→ Your goal: Print the range of lines that opens with the line containing "Target: large green leaf" and closes with the last line of the listing. Include both ends; print nothing more.

→ Source records:
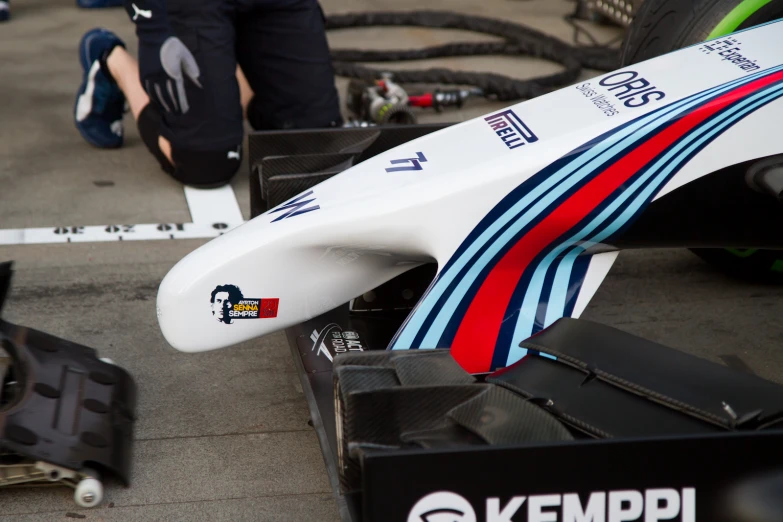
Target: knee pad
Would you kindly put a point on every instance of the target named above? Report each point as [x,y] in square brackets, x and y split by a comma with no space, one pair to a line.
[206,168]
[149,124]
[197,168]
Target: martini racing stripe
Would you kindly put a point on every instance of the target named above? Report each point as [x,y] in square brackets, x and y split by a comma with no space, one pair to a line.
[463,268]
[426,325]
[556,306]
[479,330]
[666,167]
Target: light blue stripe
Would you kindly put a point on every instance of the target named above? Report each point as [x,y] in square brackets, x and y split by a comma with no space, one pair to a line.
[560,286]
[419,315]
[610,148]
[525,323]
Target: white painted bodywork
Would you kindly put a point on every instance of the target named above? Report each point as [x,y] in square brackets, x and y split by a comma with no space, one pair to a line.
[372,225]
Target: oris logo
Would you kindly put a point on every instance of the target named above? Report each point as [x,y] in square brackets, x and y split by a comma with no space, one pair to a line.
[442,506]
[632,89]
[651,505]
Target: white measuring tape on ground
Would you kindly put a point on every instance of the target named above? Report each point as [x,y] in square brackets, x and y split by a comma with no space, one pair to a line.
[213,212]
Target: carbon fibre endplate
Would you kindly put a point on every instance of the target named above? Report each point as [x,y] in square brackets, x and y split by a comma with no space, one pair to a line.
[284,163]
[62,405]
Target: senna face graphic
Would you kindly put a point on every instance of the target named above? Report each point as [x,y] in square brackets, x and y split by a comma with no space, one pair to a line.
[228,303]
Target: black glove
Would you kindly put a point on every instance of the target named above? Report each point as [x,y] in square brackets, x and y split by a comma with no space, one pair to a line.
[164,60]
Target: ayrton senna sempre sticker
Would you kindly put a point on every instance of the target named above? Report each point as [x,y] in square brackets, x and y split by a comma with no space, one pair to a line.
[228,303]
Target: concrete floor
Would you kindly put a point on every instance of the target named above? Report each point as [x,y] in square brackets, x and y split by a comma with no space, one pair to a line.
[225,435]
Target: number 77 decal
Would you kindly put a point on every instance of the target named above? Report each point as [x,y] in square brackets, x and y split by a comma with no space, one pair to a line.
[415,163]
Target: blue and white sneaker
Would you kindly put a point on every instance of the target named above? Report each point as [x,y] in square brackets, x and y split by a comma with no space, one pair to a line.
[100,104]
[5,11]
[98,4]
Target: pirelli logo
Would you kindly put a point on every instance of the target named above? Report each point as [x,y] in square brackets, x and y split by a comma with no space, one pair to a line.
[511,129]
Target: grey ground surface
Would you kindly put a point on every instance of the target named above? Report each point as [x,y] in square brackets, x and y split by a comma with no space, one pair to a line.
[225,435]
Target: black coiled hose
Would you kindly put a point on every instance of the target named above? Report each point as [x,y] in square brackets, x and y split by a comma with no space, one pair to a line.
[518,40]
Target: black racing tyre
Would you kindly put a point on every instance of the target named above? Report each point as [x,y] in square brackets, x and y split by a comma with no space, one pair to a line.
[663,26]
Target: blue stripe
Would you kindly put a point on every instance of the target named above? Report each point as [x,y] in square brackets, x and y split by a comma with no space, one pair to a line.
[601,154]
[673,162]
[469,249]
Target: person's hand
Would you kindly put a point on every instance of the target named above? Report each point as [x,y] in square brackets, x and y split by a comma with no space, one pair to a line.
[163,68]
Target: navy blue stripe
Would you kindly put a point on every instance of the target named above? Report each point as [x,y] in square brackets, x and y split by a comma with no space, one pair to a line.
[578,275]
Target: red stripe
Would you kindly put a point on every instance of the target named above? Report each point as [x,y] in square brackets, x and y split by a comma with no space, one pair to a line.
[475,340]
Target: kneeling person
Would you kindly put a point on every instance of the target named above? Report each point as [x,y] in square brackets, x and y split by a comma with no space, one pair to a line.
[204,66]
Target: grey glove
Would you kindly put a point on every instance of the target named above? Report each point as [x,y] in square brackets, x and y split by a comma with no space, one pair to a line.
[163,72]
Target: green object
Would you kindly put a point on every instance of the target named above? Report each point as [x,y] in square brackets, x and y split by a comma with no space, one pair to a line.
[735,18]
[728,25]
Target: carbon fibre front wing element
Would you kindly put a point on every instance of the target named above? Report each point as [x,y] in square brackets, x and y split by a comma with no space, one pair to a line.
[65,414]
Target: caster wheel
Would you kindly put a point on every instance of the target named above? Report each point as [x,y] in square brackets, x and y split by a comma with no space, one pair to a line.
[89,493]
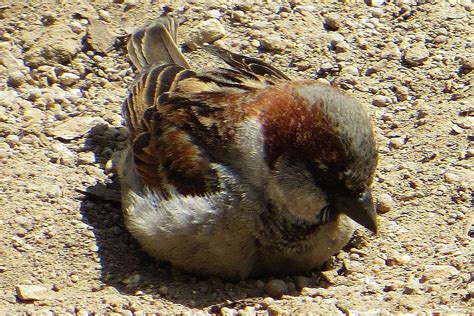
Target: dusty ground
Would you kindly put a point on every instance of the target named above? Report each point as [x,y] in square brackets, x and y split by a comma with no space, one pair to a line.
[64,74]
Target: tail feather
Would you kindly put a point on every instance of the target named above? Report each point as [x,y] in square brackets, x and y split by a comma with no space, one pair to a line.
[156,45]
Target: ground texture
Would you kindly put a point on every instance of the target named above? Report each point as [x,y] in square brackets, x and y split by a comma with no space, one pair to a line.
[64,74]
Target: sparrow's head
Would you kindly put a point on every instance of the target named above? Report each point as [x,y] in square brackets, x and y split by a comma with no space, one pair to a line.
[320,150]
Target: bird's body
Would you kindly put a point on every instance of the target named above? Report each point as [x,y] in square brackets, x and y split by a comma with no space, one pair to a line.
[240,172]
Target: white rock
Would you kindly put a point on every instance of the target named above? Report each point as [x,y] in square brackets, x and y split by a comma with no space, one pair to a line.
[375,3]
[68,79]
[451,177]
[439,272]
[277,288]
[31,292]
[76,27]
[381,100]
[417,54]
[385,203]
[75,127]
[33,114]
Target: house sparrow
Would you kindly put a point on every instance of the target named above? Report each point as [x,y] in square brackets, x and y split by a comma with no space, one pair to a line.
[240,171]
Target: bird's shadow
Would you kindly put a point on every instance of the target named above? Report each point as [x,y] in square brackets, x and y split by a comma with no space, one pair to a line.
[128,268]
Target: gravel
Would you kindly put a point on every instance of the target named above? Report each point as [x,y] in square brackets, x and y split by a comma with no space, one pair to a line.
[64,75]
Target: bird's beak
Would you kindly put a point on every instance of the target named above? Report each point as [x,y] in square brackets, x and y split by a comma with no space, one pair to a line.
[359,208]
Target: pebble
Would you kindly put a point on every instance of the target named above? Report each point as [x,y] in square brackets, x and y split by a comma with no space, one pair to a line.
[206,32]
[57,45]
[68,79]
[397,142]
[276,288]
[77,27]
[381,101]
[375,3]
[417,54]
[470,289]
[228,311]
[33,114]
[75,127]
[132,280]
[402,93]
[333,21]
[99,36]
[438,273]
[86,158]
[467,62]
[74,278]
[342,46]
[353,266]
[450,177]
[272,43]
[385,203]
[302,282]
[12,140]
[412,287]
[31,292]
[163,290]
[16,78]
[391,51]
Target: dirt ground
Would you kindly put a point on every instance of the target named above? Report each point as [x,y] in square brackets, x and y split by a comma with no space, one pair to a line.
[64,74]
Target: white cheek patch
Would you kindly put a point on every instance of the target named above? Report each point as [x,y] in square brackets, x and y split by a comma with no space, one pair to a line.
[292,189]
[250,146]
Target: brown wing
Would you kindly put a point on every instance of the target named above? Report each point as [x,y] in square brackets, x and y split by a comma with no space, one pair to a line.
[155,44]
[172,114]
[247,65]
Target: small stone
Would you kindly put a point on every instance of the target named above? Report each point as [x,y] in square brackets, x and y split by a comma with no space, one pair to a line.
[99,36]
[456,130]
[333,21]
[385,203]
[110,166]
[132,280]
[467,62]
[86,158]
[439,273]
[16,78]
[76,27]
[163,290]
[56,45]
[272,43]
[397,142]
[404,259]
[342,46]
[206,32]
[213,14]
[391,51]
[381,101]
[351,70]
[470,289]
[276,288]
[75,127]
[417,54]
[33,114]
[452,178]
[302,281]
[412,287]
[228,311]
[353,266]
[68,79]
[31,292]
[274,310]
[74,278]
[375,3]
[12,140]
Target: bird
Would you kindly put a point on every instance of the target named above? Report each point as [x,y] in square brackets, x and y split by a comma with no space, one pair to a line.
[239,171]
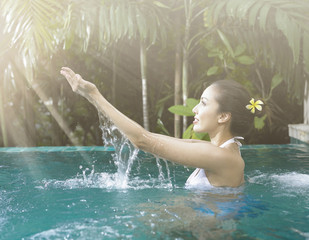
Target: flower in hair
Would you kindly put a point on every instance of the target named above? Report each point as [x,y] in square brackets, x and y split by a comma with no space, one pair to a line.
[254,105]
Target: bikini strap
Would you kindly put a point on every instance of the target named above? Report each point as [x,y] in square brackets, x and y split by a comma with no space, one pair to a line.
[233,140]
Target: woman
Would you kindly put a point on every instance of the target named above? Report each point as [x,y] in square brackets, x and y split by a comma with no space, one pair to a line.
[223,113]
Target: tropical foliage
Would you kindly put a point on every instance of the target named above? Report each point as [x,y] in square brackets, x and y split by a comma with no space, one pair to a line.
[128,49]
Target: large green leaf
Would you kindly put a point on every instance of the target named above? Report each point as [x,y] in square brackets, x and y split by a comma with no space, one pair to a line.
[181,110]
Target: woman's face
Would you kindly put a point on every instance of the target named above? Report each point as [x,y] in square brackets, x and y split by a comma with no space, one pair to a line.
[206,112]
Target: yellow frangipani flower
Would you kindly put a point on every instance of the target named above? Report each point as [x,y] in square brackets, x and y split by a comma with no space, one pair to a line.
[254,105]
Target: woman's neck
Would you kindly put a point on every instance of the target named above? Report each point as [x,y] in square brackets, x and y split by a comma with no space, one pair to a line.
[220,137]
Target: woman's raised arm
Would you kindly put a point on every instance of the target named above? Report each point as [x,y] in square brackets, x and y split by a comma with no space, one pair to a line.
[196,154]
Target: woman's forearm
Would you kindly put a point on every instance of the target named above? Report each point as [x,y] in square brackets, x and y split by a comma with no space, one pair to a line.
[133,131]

→ Response to the task:
Target: large green leaf
Would you kindly put a point on every instance of the target named above? Report each point as [x,y] in square brackets, x and y split by a comma with no space, one pair to a line.
[181,110]
Target: woman's face
Would you kindly put a point on every instance of the target named above? Report each point as [x,y] in square brackets, x and y split by a comma with no space, one pair to a line.
[206,112]
Target: yellow frangipani flower
Would you kindly put a point on every instance of the target named above? Report each point as [x,y] in square brackets, x and y split by a comma with no space, one pair to a line.
[254,105]
Target: woman's neck
Would you kindly put a point on every instance of the target named above? Report each point as [x,y] in square brackets, x and y split by a comma with no space, one pair to a line.
[220,137]
Target: woman's raised arm
Would you kindly put a point on every instance of the target named above? Report each point as [x,y] in square brackets, x and y split by a comma with no space, one pair to a line.
[196,154]
Target: woman's forearm
Would you kindly put a point on every instance of the target named above? Report each point as [x,y] in square brackets, x and y split by a comma with no space, one pair to a line.
[133,131]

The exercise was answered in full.